Material provided =>
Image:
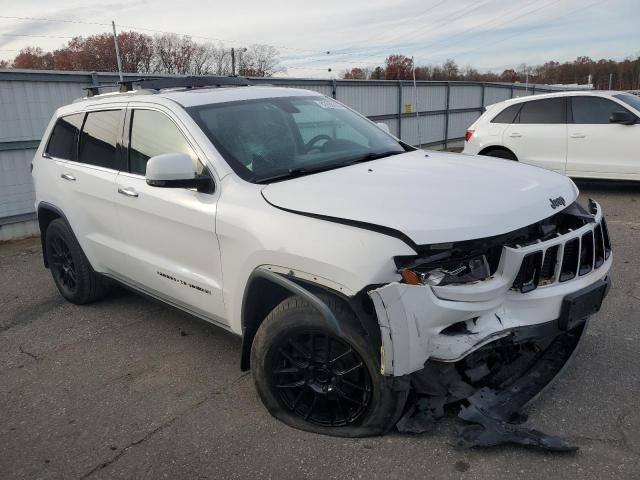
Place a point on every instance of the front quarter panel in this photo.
(253, 233)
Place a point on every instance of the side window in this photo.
(153, 133)
(508, 115)
(99, 139)
(64, 137)
(593, 110)
(547, 111)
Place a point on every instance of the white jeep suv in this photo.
(591, 134)
(353, 265)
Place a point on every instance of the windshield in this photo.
(276, 138)
(629, 100)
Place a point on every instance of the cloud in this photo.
(483, 33)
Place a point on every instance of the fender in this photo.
(42, 225)
(248, 331)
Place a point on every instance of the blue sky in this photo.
(487, 34)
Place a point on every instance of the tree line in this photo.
(142, 53)
(624, 75)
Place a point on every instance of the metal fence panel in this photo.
(431, 129)
(459, 122)
(369, 100)
(430, 98)
(465, 96)
(392, 123)
(27, 107)
(16, 186)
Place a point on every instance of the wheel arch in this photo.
(265, 290)
(46, 214)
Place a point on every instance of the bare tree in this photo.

Task brief => Set down exactly the lines above, from the one containing "Place a point on every instance of the windshield" to the final line of the material, with both ends kept and no other lines.

Result below =>
Place a point on every instance of the windshield in this photo.
(276, 138)
(629, 100)
Place a point on every instance of the cloud in this photo.
(483, 33)
Place a point on every instance of the fender in this photo.
(42, 225)
(248, 331)
Place a point on every instance of the blue sky in this photo.
(487, 34)
Place a point on every instance of the tree line in this photo.
(142, 53)
(624, 75)
Place a point on every instance of the metal fence panel in this photo.
(431, 129)
(459, 122)
(369, 100)
(430, 98)
(465, 96)
(392, 123)
(27, 107)
(16, 186)
Place a point on every instance of the wheel arch in this photo.
(265, 290)
(46, 214)
Place a point on every instance of the bare tree in this photo.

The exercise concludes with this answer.